(Object position labeling entries)
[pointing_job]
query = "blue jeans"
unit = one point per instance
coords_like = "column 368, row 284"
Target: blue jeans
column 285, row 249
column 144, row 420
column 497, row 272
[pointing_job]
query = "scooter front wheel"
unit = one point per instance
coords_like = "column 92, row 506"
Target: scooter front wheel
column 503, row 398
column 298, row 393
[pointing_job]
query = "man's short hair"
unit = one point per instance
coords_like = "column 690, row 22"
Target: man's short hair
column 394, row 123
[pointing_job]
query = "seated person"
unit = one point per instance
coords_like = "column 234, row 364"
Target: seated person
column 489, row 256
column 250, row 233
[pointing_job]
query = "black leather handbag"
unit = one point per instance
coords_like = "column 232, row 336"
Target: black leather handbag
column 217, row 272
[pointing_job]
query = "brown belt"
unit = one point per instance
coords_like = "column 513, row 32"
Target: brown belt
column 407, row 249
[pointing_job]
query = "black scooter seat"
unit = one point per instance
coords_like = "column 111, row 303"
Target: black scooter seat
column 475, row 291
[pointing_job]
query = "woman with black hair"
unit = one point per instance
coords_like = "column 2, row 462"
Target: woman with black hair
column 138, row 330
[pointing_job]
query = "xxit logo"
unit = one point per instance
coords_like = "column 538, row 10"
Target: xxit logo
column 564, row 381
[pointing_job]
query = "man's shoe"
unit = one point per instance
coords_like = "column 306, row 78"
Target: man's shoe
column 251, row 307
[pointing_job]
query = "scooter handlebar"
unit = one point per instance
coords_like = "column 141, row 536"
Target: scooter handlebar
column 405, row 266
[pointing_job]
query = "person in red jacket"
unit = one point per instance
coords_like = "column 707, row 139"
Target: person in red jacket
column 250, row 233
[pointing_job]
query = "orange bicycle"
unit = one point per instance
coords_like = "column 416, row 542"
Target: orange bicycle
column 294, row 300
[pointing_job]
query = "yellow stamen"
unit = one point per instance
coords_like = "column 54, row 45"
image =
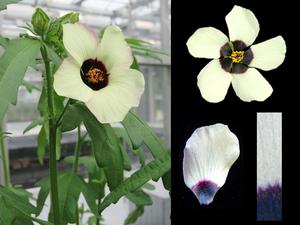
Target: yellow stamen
column 237, row 56
column 95, row 75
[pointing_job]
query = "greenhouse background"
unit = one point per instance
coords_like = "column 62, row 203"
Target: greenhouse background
column 148, row 20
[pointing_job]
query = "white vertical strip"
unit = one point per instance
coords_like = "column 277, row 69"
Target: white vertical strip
column 269, row 149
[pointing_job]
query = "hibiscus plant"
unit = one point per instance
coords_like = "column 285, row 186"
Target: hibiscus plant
column 89, row 82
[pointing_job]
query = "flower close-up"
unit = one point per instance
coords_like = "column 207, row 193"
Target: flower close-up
column 99, row 74
column 208, row 155
column 235, row 59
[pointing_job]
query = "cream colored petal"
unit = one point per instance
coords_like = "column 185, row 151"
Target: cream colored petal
column 206, row 42
column 80, row 42
column 208, row 155
column 113, row 49
column 251, row 85
column 213, row 82
column 269, row 54
column 68, row 82
column 112, row 103
column 242, row 25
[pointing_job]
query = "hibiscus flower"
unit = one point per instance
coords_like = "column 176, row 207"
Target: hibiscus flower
column 234, row 59
column 99, row 74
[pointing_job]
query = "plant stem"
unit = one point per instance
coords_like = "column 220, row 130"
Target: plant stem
column 63, row 112
column 75, row 164
column 77, row 150
column 4, row 159
column 52, row 139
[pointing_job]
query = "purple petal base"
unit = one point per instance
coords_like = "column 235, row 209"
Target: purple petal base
column 205, row 191
column 269, row 203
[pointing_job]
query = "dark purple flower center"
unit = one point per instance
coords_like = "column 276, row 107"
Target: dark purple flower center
column 94, row 74
column 235, row 57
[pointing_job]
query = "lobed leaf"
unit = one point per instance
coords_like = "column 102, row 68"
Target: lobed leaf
column 139, row 197
column 152, row 170
column 17, row 57
column 134, row 215
column 106, row 147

◆ What is needed
Put every line of the records above into a JSON list of strings, one string per line, leaving out blank lines. Leave the pictures out of your answer.

◆ Response to the task
[
  "[pointing_job]",
  "query = \"blue jeans\"",
  "unit = one point per instance",
  "coords_like = \"column 368, row 284\"",
  "Target: blue jeans",
  "column 285, row 249",
  "column 144, row 420",
  "column 497, row 272",
  "[pointing_job]",
  "query = \"scooter front wheel\"",
  "unit = one point per instance",
  "coords_like = \"column 92, row 506\"",
  "Target: scooter front wheel",
  "column 503, row 398",
  "column 298, row 393",
  "[pointing_job]",
  "query = \"man's short hair\"",
  "unit = one point per instance",
  "coords_like = \"column 690, row 22\"",
  "Target: man's short hair",
  "column 394, row 123",
  "[pointing_job]",
  "query = \"seated person\"",
  "unit = one point per instance",
  "coords_like = \"column 234, row 364\"",
  "Target: seated person",
  "column 489, row 256",
  "column 250, row 233",
  "[pointing_job]",
  "query = \"black leather handbag\"",
  "unit = one point per instance",
  "coords_like = \"column 232, row 336\"",
  "Target: black leather handbag",
  "column 217, row 272",
  "[pointing_job]",
  "query = \"brown belt\"",
  "unit = one point per instance",
  "coords_like = \"column 513, row 32\"",
  "Target: brown belt",
  "column 407, row 249",
  "[pointing_job]",
  "query = \"black scooter seat\"",
  "unit = one point per instance",
  "coords_like = \"column 111, row 303\"",
  "Target: black scooter seat",
  "column 475, row 291",
  "[pointing_job]",
  "query = \"woman with black hair\"",
  "unit = one point per instance",
  "coords_like = \"column 2, row 462\"",
  "Target: woman with black hair",
  "column 138, row 330",
  "[pointing_job]",
  "query = \"xxit logo\"",
  "unit = one point per instance",
  "coords_like = \"column 538, row 10\"",
  "Target: xxit logo",
  "column 564, row 381",
  "[pointing_job]",
  "query = \"man's shoe\"",
  "unit = one point per instance",
  "coords_like = \"column 306, row 78\"",
  "Target: man's shoe",
  "column 251, row 307",
  "[pointing_job]",
  "query = \"scooter handlebar\"",
  "unit = one point per instance",
  "coords_like = \"column 141, row 536\"",
  "Target: scooter handlebar",
  "column 405, row 266",
  "[pointing_job]",
  "query = \"person in red jacket\"",
  "unit = one point per instance",
  "coords_like = \"column 707, row 139\"",
  "Target: person in red jacket",
  "column 250, row 233",
  "[pointing_job]",
  "query = \"orange bicycle\"",
  "unit = one point per instance",
  "coords_like = \"column 416, row 542\"",
  "Target: orange bicycle",
  "column 294, row 300",
  "[pointing_job]",
  "query = \"yellow stamen\"",
  "unit = one point per instance",
  "coords_like = \"column 54, row 45\"",
  "image =",
  "Target: yellow stamen",
  "column 237, row 56",
  "column 95, row 75",
  "[pointing_job]",
  "query = \"greenhouse background\"",
  "unit = one point per instance",
  "coords_like = \"column 62, row 203\"",
  "Target: greenhouse background",
  "column 148, row 20",
  "[pointing_job]",
  "query = \"white vertical strip\"",
  "unit = one point per instance",
  "coords_like = \"column 277, row 69\"",
  "Target: white vertical strip",
  "column 269, row 149",
  "[pointing_job]",
  "query = \"hibiscus plant\"",
  "unit = one point per instance",
  "coords_like = \"column 285, row 186\"",
  "Target: hibiscus plant",
  "column 89, row 82",
  "[pointing_job]",
  "query = \"flower close-up\"",
  "unit = one point per instance",
  "coords_like = \"column 207, row 193\"",
  "Target: flower close-up",
  "column 99, row 74",
  "column 208, row 155",
  "column 235, row 59",
  "[pointing_job]",
  "query = \"cream colored petal\"",
  "unit = one point per instance",
  "coords_like = \"column 185, row 151\"",
  "Target: cream colored petal",
  "column 206, row 42",
  "column 80, row 42",
  "column 208, row 155",
  "column 113, row 49",
  "column 251, row 85",
  "column 213, row 82",
  "column 269, row 54",
  "column 68, row 82",
  "column 112, row 103",
  "column 242, row 25",
  "[pointing_job]",
  "query = \"hibiscus flower\"",
  "unit = one point per instance",
  "coords_like = \"column 176, row 207\"",
  "Target: hibiscus flower",
  "column 234, row 59",
  "column 99, row 74",
  "[pointing_job]",
  "query = \"plant stem\"",
  "unit = one point per instance",
  "coords_like = \"column 220, row 130\"",
  "Target: plant stem",
  "column 63, row 112",
  "column 75, row 164",
  "column 77, row 150",
  "column 4, row 159",
  "column 52, row 139",
  "[pointing_job]",
  "query = \"purple petal base\"",
  "unit = one point per instance",
  "coords_like = \"column 235, row 209\"",
  "Target: purple petal base",
  "column 205, row 191",
  "column 269, row 203",
  "[pointing_job]",
  "query = \"dark purple flower center\"",
  "unit = one point per instance",
  "coords_like = \"column 276, row 107\"",
  "Target: dark purple flower center",
  "column 94, row 74",
  "column 235, row 57",
  "[pointing_job]",
  "query = \"lobed leaf\"",
  "unit = one point per instance",
  "coords_like = \"column 102, row 68\"",
  "Target: lobed leaf",
  "column 139, row 197",
  "column 152, row 170",
  "column 17, row 57",
  "column 134, row 215",
  "column 106, row 147"
]